节选文段:
==========
北京文化守护人丨赵长安:皇家琉璃窑火不熄

北京文化守护人丨赵长安:皇家琉璃窑火不熄

00:00
16:59

北京文化守护人赵长安,1993年投身于琉璃烧造事业,曾先后参与故宫博物院、国家博物馆、南京明孝陵、山西五台山等国内诸多历史建筑的修缮和复制工作,还为国外知名琉璃建筑提供设计和安装指导。2011年被评为国家级非物质文化遗产琉璃烧制技艺北京市级代表性传承人。2023年被评为第三届“北京大工匠”。

从事琉璃烧制的第三十个年头,赵长安决定做一件大事儿,原样复制故宫太和殿4.3米的“正吻”。在皇家琉璃烧制技艺的传承地,北京市门头沟区琉璃渠村的琉璃窑中,上一次烧制这座正吻,还是清代雍正年间,距今已经三百年,那座正吻,如今正安放在太和殿的屋脊上。
==========
给定数据:
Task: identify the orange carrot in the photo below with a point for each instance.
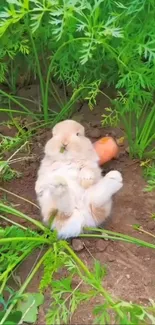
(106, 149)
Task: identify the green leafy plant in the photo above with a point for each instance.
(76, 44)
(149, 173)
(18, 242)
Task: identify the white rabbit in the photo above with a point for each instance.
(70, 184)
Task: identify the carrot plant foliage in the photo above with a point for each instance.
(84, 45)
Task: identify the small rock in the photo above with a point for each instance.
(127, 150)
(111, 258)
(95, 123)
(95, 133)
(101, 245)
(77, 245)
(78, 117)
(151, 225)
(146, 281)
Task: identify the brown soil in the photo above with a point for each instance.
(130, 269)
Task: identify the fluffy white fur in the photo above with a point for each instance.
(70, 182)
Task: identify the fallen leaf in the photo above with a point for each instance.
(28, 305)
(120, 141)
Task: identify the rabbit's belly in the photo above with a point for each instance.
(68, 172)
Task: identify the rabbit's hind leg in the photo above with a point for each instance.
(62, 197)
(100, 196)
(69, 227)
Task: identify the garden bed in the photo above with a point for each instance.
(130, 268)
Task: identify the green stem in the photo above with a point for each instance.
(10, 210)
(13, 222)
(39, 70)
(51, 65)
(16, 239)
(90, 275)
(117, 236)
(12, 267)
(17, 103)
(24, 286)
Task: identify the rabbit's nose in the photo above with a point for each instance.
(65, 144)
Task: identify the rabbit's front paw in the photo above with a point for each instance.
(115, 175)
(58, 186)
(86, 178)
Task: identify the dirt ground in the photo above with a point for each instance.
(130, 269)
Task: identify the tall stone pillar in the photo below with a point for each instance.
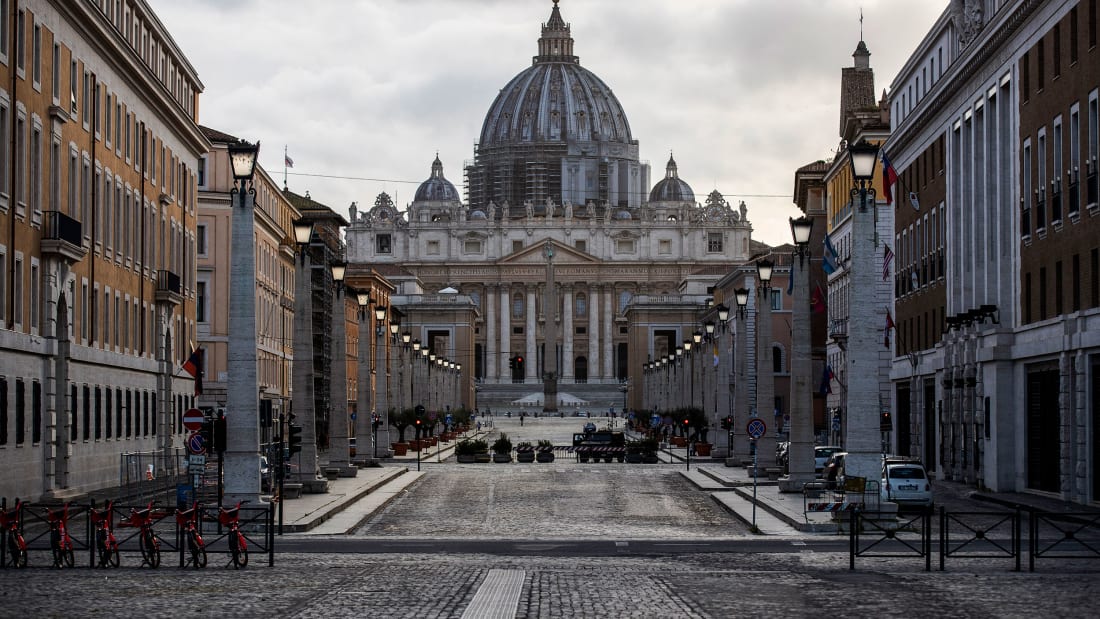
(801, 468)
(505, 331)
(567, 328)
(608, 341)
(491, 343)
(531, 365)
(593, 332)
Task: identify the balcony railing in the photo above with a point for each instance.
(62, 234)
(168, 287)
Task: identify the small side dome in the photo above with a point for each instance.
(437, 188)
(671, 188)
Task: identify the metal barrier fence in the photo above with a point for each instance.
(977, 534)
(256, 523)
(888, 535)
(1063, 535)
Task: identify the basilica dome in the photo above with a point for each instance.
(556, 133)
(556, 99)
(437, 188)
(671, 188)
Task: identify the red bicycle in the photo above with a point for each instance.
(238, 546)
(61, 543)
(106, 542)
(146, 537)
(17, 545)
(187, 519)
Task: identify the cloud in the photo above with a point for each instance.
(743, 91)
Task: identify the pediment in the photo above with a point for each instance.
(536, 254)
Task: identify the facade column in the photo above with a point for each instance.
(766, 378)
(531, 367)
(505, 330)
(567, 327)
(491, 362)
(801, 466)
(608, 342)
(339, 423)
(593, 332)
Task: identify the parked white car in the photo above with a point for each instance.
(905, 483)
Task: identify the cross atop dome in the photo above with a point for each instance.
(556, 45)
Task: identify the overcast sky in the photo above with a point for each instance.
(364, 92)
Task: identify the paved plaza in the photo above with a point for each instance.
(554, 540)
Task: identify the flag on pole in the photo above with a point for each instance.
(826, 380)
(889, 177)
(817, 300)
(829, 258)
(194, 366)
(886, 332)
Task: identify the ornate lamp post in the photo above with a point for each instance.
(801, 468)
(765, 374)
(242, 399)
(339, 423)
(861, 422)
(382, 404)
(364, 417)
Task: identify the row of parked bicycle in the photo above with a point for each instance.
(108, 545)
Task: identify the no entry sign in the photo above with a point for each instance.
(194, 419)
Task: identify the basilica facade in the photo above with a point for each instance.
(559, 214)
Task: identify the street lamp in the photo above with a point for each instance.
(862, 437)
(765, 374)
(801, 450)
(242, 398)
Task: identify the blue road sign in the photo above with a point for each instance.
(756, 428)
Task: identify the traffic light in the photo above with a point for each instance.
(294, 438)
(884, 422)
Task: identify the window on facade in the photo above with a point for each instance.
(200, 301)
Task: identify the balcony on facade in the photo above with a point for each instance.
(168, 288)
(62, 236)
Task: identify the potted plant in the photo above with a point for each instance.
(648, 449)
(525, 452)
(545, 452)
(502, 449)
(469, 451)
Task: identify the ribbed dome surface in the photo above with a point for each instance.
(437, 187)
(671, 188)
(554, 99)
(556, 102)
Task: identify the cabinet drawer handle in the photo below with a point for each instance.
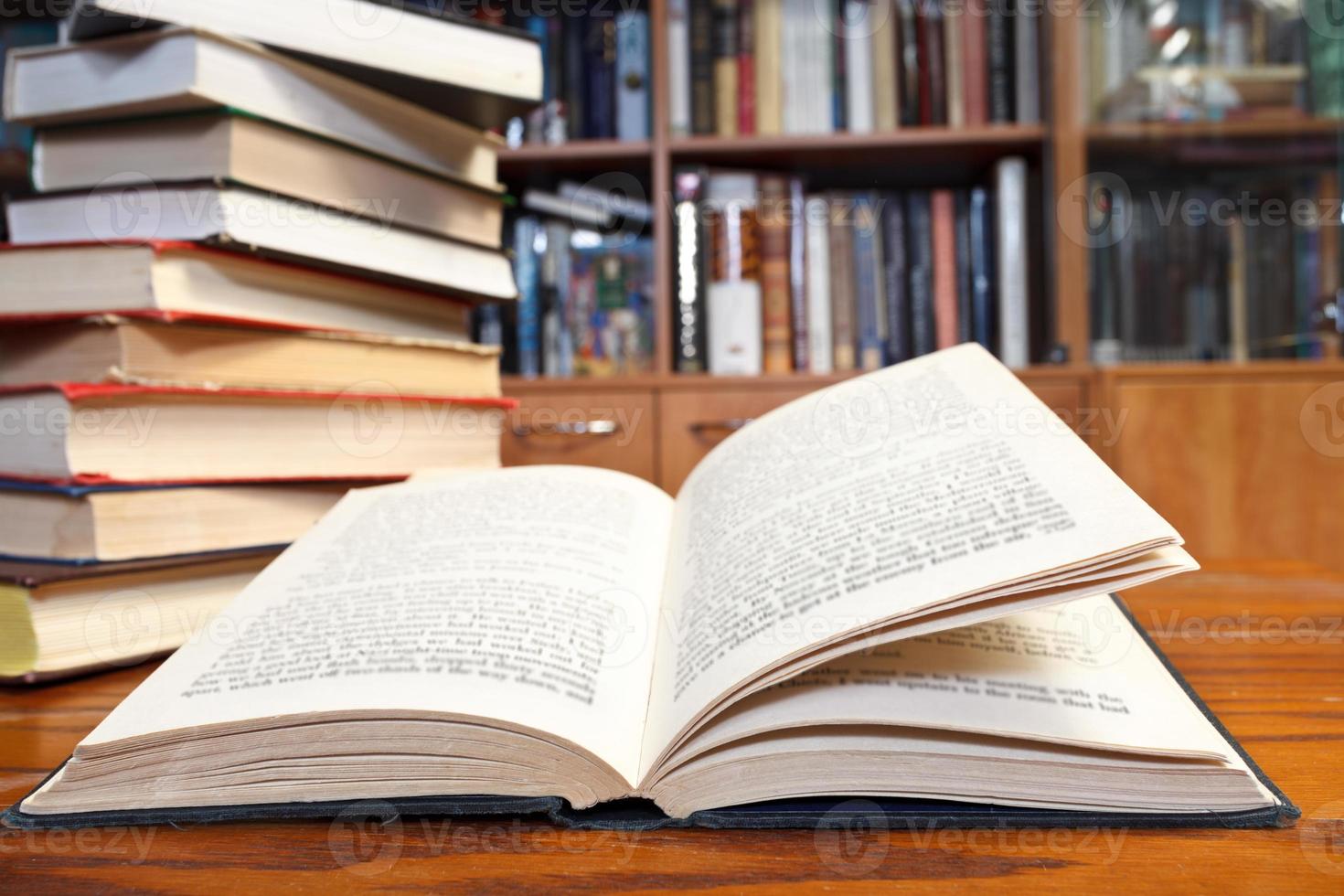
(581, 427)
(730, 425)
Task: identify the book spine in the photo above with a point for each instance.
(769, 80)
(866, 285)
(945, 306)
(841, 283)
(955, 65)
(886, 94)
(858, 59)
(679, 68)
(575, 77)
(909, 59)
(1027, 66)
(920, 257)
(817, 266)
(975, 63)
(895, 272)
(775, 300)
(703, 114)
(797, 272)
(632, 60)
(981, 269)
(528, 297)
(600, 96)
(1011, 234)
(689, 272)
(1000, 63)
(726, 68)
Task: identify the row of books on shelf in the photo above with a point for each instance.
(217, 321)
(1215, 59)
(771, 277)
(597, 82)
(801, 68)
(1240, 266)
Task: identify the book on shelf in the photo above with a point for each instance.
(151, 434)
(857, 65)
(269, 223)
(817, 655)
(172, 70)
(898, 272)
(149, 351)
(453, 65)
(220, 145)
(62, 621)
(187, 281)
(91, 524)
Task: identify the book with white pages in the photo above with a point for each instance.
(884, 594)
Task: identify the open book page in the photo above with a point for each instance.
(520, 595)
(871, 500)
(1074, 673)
==========
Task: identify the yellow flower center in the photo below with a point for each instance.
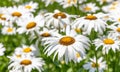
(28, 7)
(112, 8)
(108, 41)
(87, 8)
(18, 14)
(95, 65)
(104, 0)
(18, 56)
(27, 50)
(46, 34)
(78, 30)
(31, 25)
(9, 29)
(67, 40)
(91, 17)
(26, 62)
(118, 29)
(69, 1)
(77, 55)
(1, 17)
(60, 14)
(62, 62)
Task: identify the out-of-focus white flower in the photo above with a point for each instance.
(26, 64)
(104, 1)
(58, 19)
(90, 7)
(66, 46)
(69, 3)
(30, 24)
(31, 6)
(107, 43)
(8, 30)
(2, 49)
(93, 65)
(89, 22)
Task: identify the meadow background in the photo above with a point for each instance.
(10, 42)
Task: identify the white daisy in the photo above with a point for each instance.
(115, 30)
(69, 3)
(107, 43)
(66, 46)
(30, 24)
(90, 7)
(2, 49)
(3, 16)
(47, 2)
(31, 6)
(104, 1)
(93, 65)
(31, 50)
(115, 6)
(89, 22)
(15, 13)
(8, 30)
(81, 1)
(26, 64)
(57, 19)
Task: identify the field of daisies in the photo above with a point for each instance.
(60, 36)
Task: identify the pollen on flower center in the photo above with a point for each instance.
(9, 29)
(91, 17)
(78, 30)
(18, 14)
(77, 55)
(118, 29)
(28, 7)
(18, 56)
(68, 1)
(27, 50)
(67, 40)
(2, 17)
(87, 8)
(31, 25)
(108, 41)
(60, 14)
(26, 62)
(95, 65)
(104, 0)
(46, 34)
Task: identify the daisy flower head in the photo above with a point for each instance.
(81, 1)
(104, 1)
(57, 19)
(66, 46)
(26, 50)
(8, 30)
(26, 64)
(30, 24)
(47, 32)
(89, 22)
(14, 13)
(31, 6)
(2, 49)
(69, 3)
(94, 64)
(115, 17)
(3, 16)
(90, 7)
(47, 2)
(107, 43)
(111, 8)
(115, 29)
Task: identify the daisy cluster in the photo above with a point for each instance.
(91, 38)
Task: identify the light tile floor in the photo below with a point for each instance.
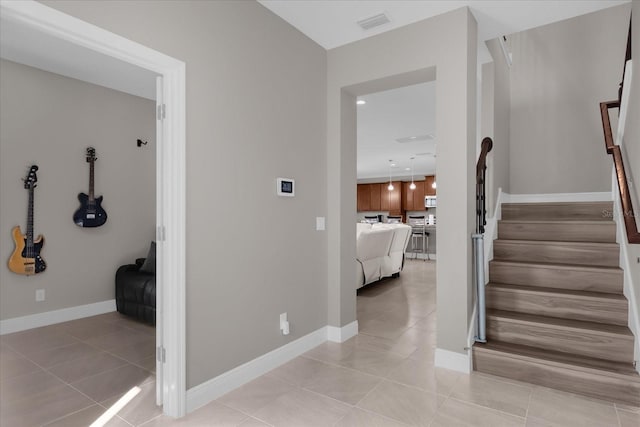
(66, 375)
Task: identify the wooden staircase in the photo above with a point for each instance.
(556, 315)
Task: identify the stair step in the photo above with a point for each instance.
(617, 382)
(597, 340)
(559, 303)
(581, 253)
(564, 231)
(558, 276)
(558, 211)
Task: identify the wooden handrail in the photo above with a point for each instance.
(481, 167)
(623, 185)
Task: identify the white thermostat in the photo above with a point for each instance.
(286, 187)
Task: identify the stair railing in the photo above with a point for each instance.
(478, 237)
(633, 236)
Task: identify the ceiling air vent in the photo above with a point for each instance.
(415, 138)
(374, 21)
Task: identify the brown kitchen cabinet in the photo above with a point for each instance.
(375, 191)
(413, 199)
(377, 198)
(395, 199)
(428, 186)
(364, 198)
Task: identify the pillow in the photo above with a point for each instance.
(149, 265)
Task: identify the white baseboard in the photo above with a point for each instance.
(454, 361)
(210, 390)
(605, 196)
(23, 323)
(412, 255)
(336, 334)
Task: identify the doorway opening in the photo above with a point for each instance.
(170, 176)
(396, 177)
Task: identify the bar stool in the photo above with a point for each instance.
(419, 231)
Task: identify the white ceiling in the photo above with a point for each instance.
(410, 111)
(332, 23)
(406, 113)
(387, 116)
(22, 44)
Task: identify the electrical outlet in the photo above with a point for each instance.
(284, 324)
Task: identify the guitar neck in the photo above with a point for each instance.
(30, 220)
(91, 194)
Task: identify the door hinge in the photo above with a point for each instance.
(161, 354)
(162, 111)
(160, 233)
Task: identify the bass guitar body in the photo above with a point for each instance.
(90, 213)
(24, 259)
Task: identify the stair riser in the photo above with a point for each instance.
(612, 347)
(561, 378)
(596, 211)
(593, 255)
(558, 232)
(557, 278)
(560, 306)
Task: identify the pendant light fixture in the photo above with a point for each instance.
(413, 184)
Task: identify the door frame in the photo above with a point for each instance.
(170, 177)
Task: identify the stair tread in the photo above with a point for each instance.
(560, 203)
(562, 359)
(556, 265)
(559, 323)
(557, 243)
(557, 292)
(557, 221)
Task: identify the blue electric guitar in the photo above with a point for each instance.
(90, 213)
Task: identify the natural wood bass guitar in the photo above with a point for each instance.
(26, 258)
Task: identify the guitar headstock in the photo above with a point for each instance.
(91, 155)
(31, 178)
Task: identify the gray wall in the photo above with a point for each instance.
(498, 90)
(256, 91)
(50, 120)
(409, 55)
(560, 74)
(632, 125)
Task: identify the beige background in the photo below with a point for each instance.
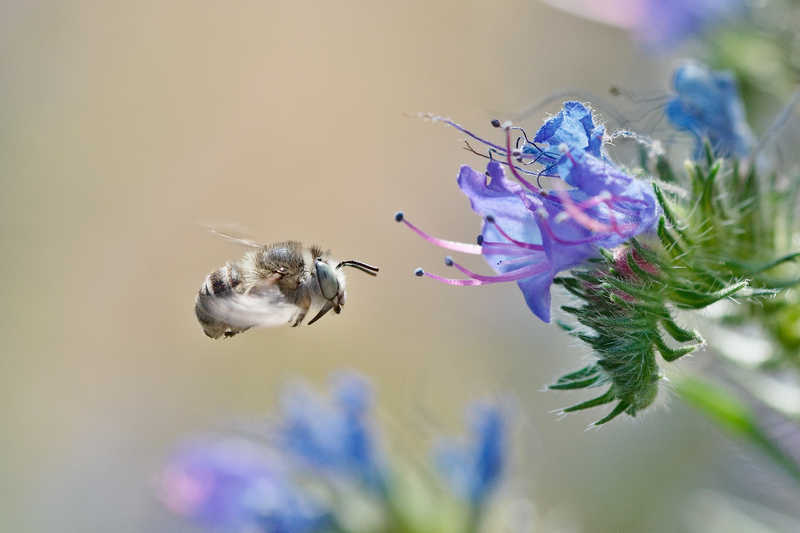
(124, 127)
==========
待解问题:
请将赵长安与皇家琉璃一文中从“北京文化守护人赵长安,199”起至“如今正安放在太和殿的屋脊上。”止的这段文字原样重录。

本题输出:
北京文化守护人赵长安,1993年投身于琉璃烧造事业,曾先后参与故宫博物院、国家博物馆、南京明孝陵、山西五台山等国内诸多历史建筑的修缮和复制工作,还为国外知名琉璃建筑提供设计和安装指导。2011年被评为国家级非物质文化遗产琉璃烧制技艺北京市级代表性传承人。2023年被评为第三届“北京大工匠”。

从事琉璃烧制的第三十个年头,赵长安决定做一件大事儿,原样复制故宫太和殿4.3米的“正吻”。在皇家琉璃烧制技艺的传承地,北京市门头沟区琉璃渠村的琉璃窑中,上一次烧制这座正吻,还是清代雍正年间,距今已经三百年,那座正吻,如今正安放在太和殿的屋脊上。